The exercise - Retype exactly the lines below, starting with the line that contains "Would you be willing to put a dot on the grassy" and ending with the last line; leave out any pictures.

Provided data -
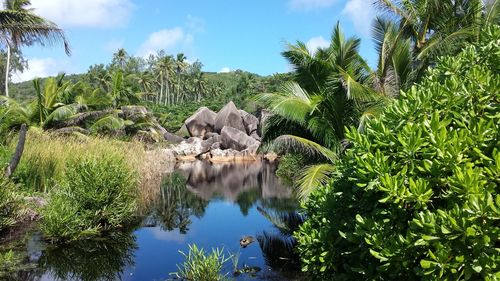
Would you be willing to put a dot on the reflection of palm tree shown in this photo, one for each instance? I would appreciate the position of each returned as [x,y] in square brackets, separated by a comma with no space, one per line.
[177,204]
[278,247]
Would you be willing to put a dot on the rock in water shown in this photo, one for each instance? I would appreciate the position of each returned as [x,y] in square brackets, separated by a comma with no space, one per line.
[236,139]
[229,116]
[183,132]
[171,138]
[251,122]
[201,122]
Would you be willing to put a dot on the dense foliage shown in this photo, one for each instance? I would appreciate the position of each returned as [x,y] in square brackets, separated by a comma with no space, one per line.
[9,204]
[98,194]
[202,266]
[416,196]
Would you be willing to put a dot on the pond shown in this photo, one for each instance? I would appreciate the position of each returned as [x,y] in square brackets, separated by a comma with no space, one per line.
[210,205]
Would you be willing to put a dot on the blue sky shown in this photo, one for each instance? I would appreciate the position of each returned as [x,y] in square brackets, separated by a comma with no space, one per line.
[223,34]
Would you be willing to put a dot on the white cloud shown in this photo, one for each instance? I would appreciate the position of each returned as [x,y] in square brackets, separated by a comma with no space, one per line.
[87,13]
[166,39]
[113,45]
[41,67]
[317,42]
[195,24]
[307,5]
[361,14]
[225,69]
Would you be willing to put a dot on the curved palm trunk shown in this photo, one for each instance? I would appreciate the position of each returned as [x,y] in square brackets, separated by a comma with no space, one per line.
[7,69]
[161,90]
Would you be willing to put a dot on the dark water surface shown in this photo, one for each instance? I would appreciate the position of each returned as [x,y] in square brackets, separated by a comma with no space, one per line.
[212,205]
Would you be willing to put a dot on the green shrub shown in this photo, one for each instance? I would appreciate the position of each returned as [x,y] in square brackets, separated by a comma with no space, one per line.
[46,155]
[289,165]
[417,194]
[200,266]
[97,194]
[9,205]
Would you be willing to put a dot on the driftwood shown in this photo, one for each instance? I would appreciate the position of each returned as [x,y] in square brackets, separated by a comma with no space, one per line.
[18,153]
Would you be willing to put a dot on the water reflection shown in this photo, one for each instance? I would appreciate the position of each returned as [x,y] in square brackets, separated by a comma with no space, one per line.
[211,205]
[91,260]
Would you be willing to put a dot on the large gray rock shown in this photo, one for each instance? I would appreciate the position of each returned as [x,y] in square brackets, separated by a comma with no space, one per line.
[251,122]
[171,138]
[201,122]
[134,112]
[229,116]
[236,139]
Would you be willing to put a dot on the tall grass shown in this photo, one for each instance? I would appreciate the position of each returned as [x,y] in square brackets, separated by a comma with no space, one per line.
[46,157]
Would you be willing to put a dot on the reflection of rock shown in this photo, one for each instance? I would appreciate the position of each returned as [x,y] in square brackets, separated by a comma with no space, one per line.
[251,122]
[230,180]
[245,241]
[229,116]
[236,139]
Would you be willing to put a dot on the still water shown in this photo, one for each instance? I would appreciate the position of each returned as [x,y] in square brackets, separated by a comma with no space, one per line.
[211,205]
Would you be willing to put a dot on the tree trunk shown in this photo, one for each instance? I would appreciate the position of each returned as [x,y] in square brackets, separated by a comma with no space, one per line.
[18,153]
[161,90]
[7,69]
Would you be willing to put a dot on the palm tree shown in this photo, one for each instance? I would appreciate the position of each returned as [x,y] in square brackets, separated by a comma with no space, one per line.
[395,59]
[20,26]
[180,64]
[331,92]
[120,58]
[439,27]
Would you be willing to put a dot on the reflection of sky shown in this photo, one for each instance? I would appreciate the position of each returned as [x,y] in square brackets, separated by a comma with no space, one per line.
[223,225]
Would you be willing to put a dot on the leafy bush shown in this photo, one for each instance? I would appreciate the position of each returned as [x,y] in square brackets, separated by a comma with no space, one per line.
[9,204]
[289,165]
[416,197]
[46,156]
[200,266]
[98,194]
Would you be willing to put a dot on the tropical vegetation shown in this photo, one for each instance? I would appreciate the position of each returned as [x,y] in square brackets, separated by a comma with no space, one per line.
[415,197]
[334,87]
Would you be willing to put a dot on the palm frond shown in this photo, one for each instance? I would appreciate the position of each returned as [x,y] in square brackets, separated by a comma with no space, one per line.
[293,102]
[108,124]
[311,148]
[313,177]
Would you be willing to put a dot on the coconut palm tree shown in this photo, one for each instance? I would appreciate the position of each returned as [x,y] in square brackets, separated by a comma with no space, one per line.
[331,91]
[165,67]
[180,66]
[19,25]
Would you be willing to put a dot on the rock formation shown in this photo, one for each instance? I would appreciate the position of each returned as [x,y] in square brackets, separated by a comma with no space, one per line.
[227,136]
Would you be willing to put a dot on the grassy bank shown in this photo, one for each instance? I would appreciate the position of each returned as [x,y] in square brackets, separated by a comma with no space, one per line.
[91,185]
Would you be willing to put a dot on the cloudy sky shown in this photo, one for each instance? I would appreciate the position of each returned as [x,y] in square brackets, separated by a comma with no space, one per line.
[223,34]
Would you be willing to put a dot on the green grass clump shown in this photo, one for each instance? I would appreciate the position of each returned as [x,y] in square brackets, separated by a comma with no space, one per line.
[97,194]
[46,156]
[9,205]
[289,165]
[201,266]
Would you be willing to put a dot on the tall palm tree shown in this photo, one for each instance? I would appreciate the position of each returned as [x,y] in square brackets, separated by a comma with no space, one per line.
[19,25]
[165,67]
[331,92]
[439,27]
[395,58]
[120,58]
[180,65]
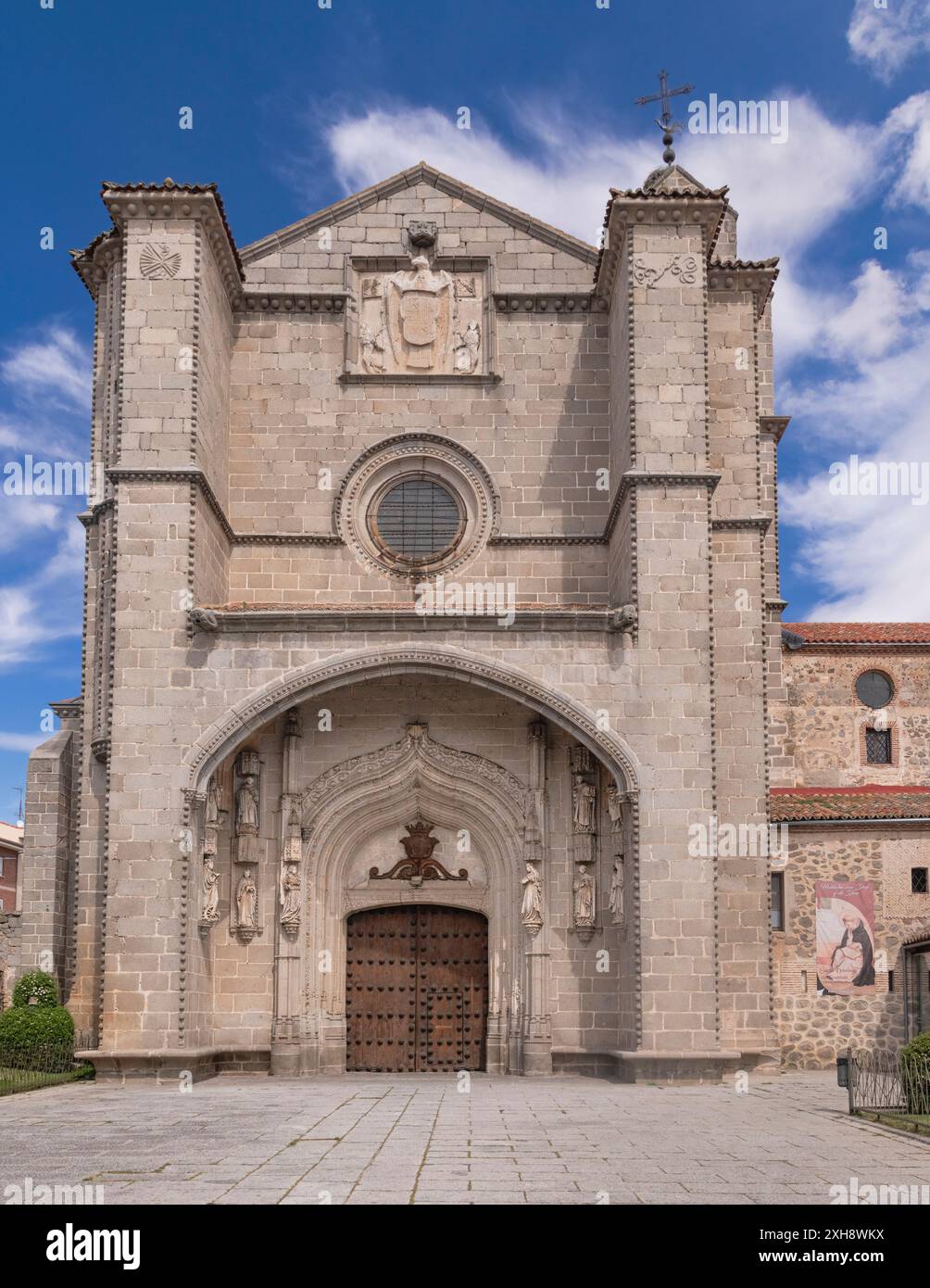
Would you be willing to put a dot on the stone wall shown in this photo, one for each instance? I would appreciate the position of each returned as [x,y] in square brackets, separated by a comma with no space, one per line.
[9,956]
[823,719]
[815,1029]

Final answer -
Would you be willing to put a dot on the grassy bank shown in this photo, one for each instance? I would appreciate the position of each returned as [x,y] in square brackets, separated by a comma with no space, one per line.
[91,185]
Would you be willing to put a dot on the cloudy sky shown in this photo, one for each instance? I would appreciate the position of each returned as [x,y] in square brackets, separated by a comma with no space, one per line.
[223,34]
Would you be willing to put a dot on the green grass clump shown in this photo, one for each instance? I would appreciate the position of each returned as [x,y] in square brackets, separated by a comma with no space, one per line.
[97,194]
[46,156]
[9,205]
[289,165]
[201,266]
Would you be willing to put a dot on the tall palm tree shown in this photo, one for each instance? I would appreciate the position of each returned as [x,y] in square brackets, separated by a comma with no space, one per line.
[19,25]
[165,67]
[331,92]
[439,27]
[395,58]
[120,58]
[180,65]
Would you be willing to put a dot on the stone wall shown in this photo, one for each instance? I would appreciate the position of each returned as [x,y] in square brackets, separated by a comma with no space, one per line.
[9,956]
[823,719]
[815,1029]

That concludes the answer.